» DATA SHOWN:

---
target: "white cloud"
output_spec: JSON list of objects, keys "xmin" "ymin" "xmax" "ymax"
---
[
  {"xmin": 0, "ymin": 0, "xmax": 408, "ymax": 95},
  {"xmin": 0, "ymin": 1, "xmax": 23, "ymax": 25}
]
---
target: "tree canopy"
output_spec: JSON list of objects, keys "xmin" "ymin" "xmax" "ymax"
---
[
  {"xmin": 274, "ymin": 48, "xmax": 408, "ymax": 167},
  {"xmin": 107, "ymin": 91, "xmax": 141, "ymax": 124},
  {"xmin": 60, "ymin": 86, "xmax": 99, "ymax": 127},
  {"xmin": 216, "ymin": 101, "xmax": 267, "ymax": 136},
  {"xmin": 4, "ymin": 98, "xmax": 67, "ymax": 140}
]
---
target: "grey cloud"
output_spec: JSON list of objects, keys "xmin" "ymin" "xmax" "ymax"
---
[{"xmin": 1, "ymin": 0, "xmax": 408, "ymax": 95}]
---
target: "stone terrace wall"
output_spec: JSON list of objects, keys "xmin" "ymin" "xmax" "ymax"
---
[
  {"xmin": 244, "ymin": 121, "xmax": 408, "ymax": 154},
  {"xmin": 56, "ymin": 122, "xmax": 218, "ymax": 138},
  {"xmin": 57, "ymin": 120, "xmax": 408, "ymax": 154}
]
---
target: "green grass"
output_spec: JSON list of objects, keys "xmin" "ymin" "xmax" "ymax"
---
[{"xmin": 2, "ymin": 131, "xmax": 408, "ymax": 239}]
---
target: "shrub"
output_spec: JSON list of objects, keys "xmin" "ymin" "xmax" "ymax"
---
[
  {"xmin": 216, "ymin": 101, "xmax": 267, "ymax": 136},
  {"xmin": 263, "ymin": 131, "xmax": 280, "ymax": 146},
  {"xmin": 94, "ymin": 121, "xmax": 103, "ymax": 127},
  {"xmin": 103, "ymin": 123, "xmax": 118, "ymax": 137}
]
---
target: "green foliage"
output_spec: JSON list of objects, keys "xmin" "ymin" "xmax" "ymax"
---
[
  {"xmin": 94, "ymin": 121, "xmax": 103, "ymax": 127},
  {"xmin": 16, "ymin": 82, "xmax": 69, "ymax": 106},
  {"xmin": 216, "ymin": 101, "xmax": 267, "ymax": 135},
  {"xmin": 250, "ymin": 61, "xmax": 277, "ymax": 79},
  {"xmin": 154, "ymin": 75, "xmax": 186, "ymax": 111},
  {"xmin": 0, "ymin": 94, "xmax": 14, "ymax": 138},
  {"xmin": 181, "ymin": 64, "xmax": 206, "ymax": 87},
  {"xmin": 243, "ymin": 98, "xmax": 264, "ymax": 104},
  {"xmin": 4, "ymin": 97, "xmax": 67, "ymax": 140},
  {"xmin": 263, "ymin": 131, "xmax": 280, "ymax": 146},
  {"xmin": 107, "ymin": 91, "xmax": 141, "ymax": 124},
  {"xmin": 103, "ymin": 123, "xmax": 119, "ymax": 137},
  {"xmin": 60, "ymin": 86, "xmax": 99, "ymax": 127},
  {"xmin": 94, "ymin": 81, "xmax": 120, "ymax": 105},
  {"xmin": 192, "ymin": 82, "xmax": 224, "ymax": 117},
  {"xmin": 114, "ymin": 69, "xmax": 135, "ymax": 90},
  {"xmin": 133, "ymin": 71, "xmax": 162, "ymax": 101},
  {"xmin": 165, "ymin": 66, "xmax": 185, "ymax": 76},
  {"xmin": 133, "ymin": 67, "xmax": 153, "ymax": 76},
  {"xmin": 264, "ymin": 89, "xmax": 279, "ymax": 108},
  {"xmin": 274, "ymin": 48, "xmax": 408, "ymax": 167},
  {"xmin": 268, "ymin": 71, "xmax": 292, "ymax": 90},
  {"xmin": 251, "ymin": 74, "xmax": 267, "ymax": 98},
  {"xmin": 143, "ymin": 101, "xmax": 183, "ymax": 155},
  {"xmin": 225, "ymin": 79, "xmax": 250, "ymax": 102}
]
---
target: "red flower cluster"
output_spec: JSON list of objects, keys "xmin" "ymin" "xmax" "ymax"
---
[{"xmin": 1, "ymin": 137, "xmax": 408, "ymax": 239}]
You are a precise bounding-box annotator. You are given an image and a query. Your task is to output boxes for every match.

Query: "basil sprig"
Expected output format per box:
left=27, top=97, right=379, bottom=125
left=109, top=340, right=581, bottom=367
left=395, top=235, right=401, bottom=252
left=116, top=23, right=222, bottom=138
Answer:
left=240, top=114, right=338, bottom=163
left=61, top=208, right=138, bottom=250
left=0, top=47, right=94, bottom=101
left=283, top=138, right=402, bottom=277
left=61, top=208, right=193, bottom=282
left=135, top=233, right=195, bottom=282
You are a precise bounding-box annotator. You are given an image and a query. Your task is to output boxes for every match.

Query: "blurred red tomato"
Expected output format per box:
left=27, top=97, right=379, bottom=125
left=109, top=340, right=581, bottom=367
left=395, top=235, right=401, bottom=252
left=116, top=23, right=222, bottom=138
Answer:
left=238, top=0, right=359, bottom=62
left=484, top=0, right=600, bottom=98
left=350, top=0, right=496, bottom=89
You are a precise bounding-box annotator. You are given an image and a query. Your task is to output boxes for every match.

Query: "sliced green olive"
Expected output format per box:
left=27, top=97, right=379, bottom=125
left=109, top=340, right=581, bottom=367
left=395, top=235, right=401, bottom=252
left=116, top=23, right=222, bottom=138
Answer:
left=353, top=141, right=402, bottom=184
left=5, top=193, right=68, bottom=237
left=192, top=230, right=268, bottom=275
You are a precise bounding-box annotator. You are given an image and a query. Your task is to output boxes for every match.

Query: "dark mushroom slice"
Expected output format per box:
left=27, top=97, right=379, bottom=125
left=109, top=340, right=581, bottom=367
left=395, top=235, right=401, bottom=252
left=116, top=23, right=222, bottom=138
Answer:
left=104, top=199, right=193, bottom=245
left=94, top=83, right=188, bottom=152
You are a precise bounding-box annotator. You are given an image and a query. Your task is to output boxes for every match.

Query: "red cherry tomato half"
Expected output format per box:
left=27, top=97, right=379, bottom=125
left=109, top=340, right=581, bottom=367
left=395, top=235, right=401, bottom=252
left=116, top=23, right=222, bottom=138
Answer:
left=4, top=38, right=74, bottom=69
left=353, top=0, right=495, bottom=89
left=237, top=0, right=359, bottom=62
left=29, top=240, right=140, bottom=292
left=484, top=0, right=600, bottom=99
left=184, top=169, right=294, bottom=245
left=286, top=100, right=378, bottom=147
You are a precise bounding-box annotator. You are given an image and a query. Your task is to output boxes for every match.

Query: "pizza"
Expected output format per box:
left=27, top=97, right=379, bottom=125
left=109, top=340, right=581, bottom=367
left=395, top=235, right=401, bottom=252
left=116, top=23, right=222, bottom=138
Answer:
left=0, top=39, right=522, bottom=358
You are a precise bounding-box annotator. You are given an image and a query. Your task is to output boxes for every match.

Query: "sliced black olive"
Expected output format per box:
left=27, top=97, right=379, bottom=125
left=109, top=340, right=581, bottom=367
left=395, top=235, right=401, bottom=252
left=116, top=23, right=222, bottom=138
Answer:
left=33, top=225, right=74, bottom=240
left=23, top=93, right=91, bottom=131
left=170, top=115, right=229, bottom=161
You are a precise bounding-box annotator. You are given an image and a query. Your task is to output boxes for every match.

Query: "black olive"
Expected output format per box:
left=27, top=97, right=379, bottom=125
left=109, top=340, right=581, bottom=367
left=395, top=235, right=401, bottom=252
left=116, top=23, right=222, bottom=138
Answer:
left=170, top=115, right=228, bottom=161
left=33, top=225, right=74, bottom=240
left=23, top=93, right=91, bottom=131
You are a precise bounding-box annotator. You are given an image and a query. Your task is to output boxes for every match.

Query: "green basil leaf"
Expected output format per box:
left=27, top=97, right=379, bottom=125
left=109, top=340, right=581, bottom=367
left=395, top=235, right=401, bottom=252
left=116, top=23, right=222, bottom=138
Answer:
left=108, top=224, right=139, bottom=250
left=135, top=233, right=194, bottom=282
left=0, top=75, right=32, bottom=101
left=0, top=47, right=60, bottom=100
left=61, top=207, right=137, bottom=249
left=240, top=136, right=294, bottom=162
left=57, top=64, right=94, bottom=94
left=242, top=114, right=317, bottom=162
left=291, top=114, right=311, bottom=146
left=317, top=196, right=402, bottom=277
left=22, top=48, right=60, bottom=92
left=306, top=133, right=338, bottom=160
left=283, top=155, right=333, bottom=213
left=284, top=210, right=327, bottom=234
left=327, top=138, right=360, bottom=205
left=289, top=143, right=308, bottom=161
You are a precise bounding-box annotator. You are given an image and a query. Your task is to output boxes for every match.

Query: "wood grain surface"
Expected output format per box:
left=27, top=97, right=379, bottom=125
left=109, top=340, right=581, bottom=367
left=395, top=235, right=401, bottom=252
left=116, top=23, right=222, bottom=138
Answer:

» WORK TO COMPLETE:
Check the lines above and copy each one that includes "basil".

» YOUR RESPONSE:
Query: "basil sprig"
Query: "green basil leaf"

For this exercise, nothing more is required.